● What to produce: Copy without any change the lines of the listing from the line that contains "Target: hazy sky" through the end of the listing, including both ends, and copy nothing else.

● Record list:

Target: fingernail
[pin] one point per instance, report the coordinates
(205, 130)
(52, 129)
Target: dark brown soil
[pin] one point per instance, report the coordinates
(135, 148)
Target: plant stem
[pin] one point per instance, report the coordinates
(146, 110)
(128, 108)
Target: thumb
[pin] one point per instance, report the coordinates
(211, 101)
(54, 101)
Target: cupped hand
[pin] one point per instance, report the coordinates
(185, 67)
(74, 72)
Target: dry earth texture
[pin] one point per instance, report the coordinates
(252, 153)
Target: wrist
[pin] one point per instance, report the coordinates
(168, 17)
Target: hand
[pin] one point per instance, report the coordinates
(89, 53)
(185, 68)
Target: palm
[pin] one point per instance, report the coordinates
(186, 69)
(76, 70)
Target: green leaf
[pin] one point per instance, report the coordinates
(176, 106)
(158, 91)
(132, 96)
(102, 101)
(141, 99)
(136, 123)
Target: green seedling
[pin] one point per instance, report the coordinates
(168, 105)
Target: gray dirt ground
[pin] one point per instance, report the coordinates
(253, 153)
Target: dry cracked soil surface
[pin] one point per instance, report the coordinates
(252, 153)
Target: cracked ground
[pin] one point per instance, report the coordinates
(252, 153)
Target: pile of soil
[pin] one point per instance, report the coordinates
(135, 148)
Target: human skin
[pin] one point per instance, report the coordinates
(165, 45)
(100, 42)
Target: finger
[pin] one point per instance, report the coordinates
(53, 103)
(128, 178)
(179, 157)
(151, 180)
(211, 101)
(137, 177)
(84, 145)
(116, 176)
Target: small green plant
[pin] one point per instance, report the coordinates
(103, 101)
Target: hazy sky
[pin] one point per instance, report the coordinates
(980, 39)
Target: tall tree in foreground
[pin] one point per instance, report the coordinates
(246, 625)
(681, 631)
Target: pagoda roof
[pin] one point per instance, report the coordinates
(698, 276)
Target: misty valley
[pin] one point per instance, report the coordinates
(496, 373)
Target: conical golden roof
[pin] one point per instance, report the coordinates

● Written solution:
Target: hazy sky
[pin] one point per instance, report the coordinates
(980, 39)
Target: tall tree in foreground
[pin] one point per instance, report the coordinates
(246, 625)
(681, 631)
Target: pagoda roof
[pin] one point per instance, report the coordinates
(698, 276)
Target: misty valley
[pin] one point per instance, report the coordinates
(496, 373)
Target: conical golden roof
[pin] one point per instance, report the coordinates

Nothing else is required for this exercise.